Pointing dataset excerpts:
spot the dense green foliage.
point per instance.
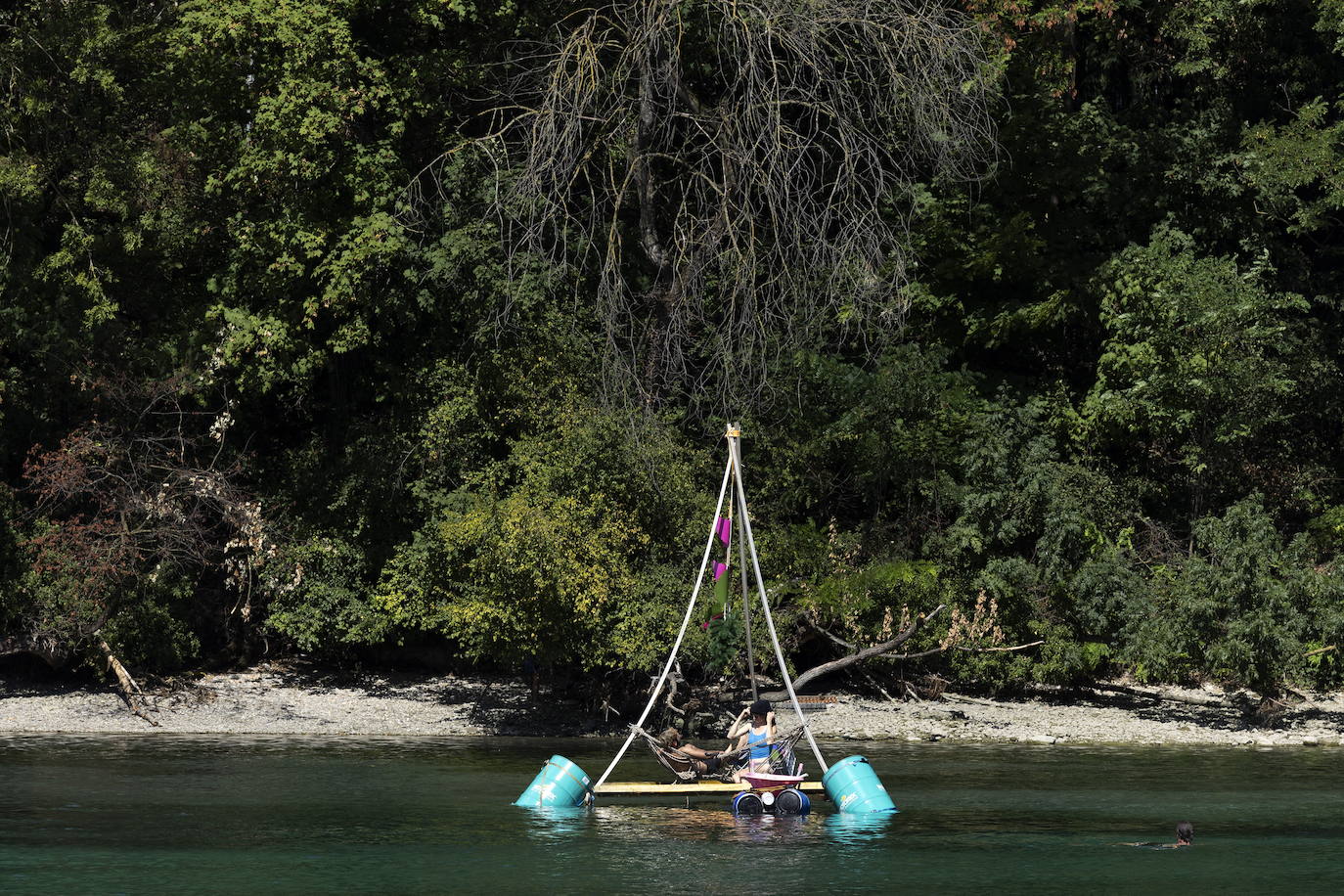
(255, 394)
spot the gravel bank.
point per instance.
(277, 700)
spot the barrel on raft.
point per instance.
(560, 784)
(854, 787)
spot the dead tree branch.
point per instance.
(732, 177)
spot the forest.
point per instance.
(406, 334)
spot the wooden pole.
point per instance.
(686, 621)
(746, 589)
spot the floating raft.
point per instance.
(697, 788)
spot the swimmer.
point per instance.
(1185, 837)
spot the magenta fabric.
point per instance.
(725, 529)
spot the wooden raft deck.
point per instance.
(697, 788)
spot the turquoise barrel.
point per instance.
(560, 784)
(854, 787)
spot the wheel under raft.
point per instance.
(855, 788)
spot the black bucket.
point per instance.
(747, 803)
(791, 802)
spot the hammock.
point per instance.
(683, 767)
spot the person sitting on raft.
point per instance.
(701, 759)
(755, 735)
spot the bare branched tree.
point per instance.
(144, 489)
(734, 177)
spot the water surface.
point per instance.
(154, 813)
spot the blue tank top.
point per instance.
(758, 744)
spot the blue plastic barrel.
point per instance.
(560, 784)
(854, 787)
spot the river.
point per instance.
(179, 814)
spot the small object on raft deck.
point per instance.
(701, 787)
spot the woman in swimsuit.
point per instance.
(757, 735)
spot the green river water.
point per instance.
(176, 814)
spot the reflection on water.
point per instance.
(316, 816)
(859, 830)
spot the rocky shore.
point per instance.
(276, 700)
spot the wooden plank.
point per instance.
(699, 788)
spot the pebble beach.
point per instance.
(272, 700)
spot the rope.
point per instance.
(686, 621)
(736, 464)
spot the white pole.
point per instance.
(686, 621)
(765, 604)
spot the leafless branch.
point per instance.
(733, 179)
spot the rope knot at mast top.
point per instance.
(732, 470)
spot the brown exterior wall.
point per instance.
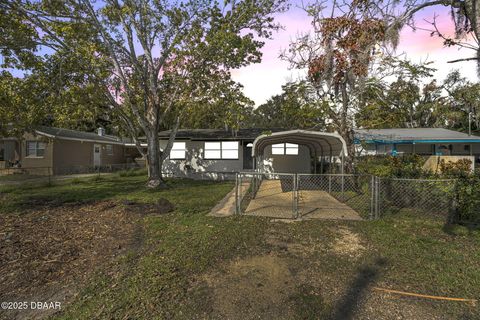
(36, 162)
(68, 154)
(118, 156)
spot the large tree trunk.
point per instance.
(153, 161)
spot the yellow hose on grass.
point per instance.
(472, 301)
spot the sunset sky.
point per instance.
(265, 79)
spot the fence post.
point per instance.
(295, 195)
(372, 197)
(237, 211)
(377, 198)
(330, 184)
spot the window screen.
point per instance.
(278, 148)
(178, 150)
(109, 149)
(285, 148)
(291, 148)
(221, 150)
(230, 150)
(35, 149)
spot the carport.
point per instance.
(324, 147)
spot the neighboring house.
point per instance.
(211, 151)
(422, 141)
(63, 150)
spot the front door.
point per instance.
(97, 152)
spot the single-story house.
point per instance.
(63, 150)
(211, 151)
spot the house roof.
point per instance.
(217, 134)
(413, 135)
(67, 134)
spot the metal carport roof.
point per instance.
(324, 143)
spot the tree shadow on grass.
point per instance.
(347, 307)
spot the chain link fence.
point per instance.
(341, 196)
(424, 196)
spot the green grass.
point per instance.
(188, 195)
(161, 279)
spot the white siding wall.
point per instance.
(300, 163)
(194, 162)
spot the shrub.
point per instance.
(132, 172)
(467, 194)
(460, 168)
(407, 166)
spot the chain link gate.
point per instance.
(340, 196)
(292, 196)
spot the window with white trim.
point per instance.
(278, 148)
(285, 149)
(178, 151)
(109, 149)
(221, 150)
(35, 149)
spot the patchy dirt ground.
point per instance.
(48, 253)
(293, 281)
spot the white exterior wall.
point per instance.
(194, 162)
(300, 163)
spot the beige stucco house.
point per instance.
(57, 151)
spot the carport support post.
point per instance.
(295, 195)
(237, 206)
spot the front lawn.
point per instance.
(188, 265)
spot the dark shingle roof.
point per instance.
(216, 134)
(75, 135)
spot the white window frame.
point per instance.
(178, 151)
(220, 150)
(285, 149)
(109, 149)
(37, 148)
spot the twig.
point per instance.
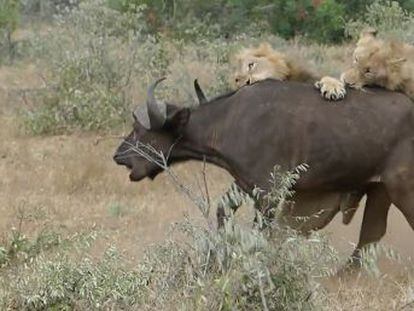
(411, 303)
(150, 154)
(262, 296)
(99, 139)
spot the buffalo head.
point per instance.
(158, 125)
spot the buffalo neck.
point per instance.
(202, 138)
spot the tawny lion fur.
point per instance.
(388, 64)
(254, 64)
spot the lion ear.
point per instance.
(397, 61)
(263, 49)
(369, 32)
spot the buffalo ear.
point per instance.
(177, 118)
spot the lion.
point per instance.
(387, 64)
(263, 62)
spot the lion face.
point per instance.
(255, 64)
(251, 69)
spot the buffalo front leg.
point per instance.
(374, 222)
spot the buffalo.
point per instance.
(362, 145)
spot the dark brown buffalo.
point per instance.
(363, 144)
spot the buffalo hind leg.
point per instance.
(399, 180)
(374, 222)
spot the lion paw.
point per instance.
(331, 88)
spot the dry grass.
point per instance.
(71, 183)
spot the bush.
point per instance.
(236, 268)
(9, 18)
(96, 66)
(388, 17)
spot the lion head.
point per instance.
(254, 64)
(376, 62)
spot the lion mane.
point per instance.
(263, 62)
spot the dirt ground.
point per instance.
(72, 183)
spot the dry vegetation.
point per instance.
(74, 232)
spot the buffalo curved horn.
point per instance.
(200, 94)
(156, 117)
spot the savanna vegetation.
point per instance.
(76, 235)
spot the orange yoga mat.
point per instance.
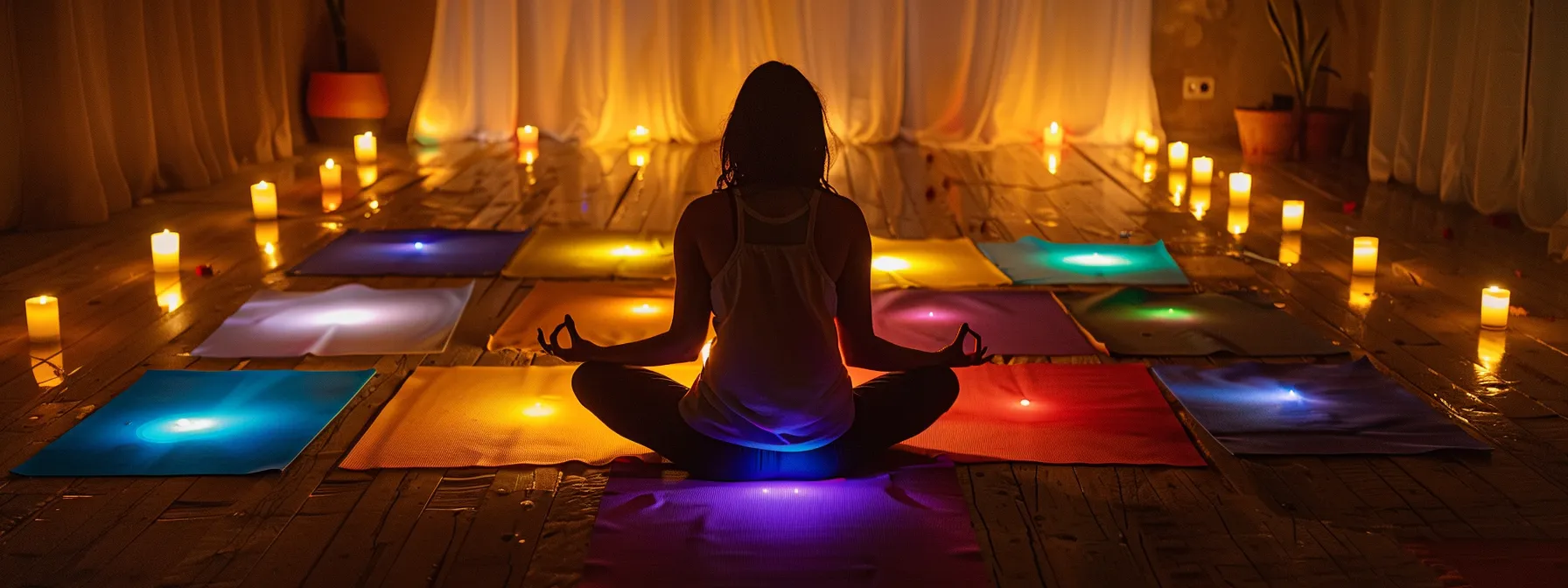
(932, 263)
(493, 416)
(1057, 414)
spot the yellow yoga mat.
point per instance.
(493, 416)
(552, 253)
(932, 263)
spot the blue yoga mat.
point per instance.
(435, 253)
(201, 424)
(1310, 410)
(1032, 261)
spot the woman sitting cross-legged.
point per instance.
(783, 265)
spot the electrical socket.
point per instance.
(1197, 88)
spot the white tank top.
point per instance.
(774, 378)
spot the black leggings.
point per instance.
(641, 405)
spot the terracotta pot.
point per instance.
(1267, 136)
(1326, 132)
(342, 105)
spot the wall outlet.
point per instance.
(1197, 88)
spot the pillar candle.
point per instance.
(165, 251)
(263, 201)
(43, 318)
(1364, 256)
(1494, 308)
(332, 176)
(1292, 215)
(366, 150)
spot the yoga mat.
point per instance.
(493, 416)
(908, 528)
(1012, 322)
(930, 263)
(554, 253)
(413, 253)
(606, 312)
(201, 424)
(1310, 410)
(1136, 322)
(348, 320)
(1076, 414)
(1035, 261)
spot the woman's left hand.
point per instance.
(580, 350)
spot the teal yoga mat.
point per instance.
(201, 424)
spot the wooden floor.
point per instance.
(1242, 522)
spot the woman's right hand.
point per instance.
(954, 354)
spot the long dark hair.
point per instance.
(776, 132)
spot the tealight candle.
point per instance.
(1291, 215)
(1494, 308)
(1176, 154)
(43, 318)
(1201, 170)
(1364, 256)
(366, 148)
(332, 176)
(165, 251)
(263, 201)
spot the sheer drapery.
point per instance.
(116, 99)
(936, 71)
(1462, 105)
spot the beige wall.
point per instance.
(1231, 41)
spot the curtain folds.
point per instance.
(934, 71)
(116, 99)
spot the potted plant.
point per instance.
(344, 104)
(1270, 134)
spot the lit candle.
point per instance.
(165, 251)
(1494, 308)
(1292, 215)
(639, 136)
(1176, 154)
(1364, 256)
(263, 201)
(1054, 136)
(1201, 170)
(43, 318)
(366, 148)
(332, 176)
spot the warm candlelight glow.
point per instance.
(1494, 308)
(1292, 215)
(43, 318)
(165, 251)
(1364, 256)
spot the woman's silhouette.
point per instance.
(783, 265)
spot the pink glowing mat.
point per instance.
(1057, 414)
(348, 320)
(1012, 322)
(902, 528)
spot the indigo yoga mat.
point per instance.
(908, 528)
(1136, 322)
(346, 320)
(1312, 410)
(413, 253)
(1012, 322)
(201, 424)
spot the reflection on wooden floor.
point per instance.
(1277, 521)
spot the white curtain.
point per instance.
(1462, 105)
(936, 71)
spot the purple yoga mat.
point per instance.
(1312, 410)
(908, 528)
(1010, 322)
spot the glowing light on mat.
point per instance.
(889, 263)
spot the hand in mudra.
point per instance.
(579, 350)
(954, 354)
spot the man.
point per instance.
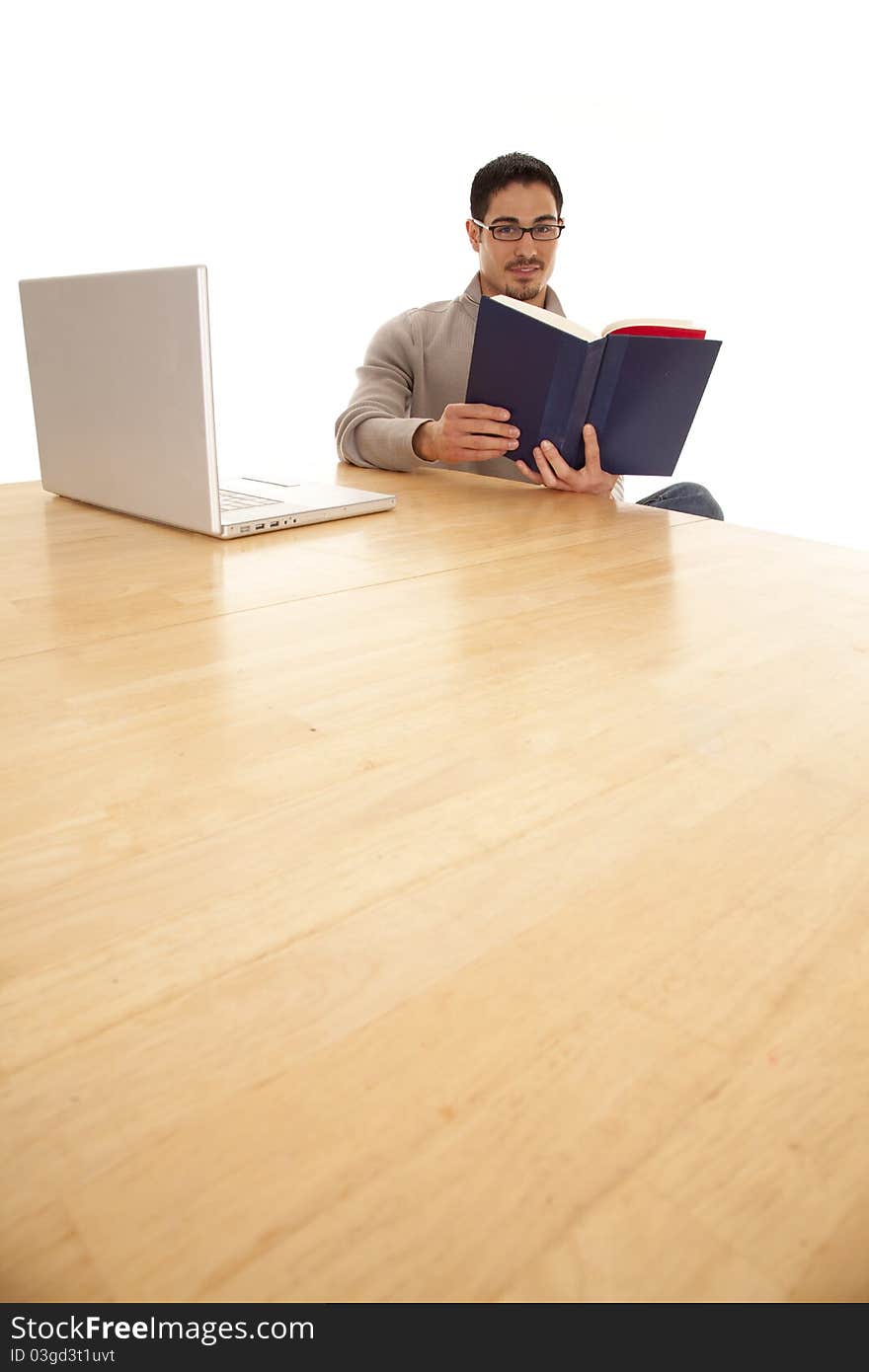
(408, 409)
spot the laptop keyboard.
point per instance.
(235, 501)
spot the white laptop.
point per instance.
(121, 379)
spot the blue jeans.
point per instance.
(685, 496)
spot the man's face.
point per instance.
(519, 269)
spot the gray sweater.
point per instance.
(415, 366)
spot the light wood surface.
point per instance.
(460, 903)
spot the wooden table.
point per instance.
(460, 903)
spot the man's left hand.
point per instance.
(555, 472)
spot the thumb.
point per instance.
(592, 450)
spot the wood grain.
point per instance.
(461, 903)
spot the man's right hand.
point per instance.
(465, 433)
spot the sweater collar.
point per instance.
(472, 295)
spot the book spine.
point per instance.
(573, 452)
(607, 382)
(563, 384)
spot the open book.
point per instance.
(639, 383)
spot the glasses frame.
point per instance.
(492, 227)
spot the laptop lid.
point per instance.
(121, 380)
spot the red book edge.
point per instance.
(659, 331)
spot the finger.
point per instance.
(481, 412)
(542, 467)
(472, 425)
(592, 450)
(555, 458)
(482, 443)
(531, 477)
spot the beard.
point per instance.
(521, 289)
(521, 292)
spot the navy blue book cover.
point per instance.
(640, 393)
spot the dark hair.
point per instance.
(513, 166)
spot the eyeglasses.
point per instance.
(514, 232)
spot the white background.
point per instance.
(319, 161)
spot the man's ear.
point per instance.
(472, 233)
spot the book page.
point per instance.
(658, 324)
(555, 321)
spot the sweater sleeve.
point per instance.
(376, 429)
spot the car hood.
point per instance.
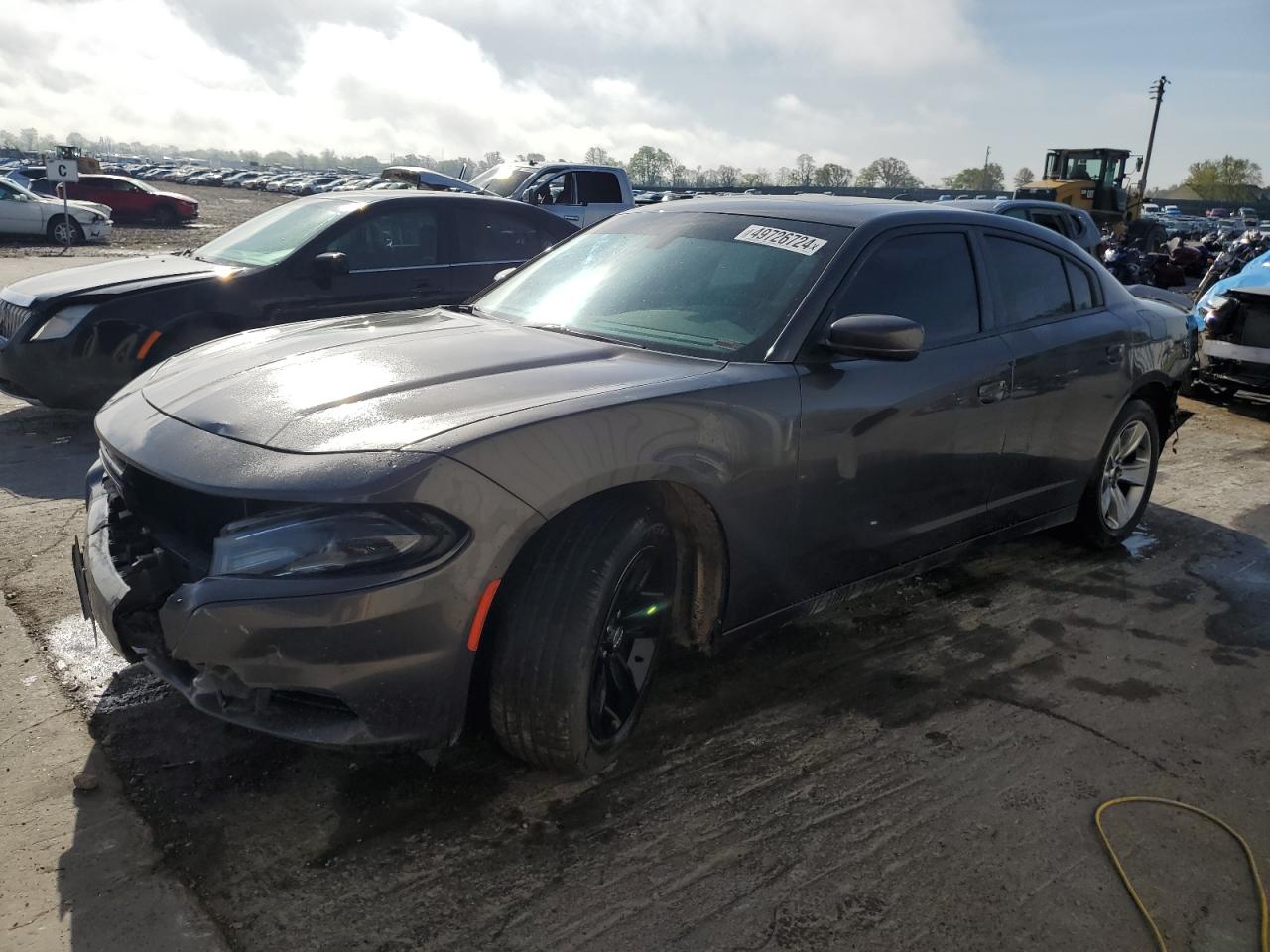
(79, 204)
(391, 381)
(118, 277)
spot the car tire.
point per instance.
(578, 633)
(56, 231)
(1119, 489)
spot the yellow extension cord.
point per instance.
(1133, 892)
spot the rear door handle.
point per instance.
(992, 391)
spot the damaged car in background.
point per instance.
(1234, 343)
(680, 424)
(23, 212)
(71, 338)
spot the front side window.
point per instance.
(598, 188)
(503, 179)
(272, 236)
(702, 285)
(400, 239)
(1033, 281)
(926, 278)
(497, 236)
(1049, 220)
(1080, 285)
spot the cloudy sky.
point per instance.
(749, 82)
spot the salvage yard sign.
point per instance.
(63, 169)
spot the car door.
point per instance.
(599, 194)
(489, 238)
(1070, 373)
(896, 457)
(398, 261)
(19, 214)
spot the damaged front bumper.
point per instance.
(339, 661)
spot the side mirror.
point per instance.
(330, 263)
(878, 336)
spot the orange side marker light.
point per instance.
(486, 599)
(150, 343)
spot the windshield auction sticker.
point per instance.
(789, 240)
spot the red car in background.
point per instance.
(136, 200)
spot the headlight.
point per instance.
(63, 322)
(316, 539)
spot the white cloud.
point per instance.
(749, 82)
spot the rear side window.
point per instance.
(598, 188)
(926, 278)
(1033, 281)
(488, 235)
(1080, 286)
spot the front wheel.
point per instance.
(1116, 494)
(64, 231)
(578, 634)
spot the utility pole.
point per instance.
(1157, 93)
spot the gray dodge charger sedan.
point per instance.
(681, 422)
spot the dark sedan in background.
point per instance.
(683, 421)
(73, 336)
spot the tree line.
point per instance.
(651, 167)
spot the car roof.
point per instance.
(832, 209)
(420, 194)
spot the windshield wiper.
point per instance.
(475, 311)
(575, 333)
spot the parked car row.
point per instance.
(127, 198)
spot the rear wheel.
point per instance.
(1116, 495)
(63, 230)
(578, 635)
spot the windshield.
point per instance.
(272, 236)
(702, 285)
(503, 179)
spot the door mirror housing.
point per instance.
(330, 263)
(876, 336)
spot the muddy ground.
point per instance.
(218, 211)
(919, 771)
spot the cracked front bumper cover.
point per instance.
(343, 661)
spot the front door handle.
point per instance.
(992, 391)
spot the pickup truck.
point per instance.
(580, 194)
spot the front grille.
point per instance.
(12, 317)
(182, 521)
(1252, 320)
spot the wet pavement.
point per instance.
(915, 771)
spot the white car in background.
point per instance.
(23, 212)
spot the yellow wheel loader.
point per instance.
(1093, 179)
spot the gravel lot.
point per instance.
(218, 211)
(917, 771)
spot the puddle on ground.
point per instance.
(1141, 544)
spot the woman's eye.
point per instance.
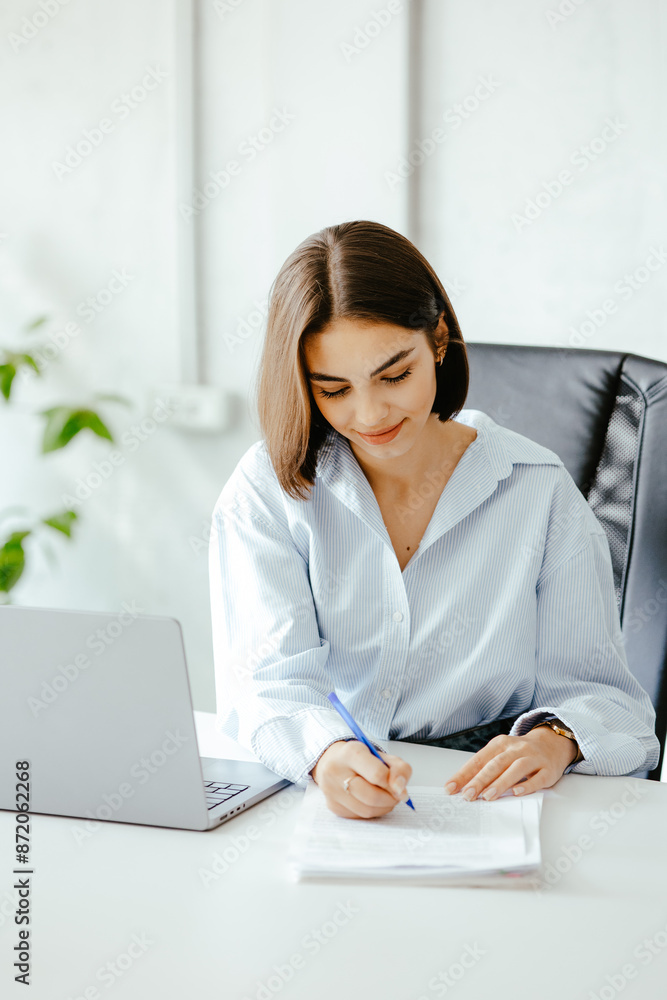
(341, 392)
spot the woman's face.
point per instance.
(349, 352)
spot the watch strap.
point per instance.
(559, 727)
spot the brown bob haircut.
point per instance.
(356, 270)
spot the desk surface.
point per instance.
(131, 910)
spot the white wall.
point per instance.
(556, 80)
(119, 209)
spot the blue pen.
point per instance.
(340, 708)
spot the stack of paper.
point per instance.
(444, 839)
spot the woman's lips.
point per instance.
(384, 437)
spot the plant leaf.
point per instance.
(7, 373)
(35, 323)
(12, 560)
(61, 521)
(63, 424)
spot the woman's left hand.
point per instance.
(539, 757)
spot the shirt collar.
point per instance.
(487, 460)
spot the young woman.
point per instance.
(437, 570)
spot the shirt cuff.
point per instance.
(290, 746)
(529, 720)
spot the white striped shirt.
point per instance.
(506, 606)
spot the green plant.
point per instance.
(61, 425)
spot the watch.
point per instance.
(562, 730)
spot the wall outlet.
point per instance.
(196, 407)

**Job:**
Copy out the rows word for word, starting at the line that contains "spot the sheer drapery." and ending at the line that contains "(1270, 134)", with both of those lines included.

**Solution to the problem:**
spot the sheer drapery.
point per instance.
(116, 99)
(936, 71)
(1462, 105)
spot the beige wall.
point per instance.
(1231, 41)
spot the curtain folds.
point per instance.
(934, 71)
(116, 99)
spot the potted plant.
point per instance.
(344, 104)
(1270, 134)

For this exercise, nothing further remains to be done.